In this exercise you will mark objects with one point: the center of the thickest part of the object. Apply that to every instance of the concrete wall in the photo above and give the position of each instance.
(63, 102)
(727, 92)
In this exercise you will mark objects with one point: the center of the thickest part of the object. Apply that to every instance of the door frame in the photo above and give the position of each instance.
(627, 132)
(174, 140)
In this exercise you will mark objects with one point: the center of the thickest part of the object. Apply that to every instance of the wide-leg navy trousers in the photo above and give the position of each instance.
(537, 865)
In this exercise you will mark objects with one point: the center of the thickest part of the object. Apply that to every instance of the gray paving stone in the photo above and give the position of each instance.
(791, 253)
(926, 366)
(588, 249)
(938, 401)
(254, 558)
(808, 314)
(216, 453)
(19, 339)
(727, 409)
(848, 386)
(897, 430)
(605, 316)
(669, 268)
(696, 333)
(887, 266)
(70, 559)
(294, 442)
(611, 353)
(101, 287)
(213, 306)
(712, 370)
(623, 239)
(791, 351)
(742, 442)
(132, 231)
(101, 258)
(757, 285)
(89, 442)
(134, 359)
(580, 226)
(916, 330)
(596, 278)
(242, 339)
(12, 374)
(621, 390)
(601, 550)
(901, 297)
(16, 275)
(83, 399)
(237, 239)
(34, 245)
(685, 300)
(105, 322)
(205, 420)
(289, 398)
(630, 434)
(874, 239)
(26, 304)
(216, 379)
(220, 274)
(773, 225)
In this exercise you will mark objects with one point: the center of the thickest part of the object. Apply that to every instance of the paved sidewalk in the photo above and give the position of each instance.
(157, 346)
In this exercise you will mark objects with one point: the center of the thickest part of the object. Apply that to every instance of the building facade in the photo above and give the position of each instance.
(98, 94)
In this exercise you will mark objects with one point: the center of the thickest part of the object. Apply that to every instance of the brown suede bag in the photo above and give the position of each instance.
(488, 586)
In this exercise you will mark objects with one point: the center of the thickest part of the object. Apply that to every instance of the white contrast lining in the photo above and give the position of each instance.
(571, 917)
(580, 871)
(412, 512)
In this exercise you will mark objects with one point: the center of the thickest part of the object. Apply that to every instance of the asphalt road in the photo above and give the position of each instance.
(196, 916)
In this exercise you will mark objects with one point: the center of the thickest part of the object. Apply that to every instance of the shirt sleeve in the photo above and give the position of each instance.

▬▬▬▬▬▬

* _EXERCISE_
Return each entry from the material above exactly as it appears.

* _PROBLEM SOLUTION_
In this exercise you will mark objects with one point: the center of the thickest part of the object. Apply that to every instance of the concrete wall in the photo above and give the position of each instance.
(63, 102)
(727, 92)
In this exercise you will mark objects with one point: the center of the thickest part of the object. Apply that to every instance of the door frame in the photo above and give the position of each instance.
(627, 132)
(174, 140)
In this exercise you will mark objects with one point: the center of the thickest part of the object. Apply that to every instance of the wide-leg navy trousers in the photo above and give the position of each instance.
(537, 865)
In this exercise you will mark objects with one point: the center of the thickest part of the object. Apply that to every instance of the gray paving stone in the photo above and give the position of each instance.
(791, 253)
(926, 366)
(588, 249)
(938, 401)
(254, 558)
(808, 314)
(216, 453)
(19, 339)
(727, 409)
(848, 386)
(897, 430)
(605, 316)
(669, 268)
(696, 333)
(887, 266)
(70, 559)
(294, 442)
(611, 353)
(101, 287)
(213, 306)
(712, 370)
(623, 239)
(791, 351)
(742, 442)
(132, 231)
(101, 258)
(757, 285)
(89, 442)
(134, 359)
(580, 226)
(916, 330)
(596, 278)
(242, 339)
(12, 374)
(621, 390)
(601, 550)
(901, 297)
(16, 275)
(83, 399)
(237, 239)
(34, 245)
(685, 300)
(105, 322)
(205, 420)
(289, 398)
(630, 434)
(874, 239)
(26, 304)
(216, 379)
(220, 274)
(773, 225)
In this exercise you will mark objects with one point: the center of the thickest part of the object. Apply that to every instance of the paved sidewalk in the photo above and give the position of each instance.
(157, 346)
In this exercise you will mark objects with one point: the center of the thickest part of the object. Apply that to every instance of the building facade in the photo above and give the position of each instance.
(98, 94)
In this exercise you will mark objects with one point: the center of the thickest part of the object. Apply that to every instance of the brown suede bag in the photo above and give the position of each instance.
(488, 586)
In this exercise you will mark objects with one point: the center of the thickest part of the object. Apply that to every instance of the white contrast lining in the photo above and give the position of each instance.
(571, 917)
(580, 871)
(412, 512)
In this exercise you will mark objects with one point: the center of the thickest part of the object. Apply that to every instance of the asphalt road in the photo above and give the position of each instance.
(196, 916)
In this exercise you will mark objects with one point: the center of the thickest part of the object. Apply that to every instance of the shirt sleeve in the photo above and give the position of each instance.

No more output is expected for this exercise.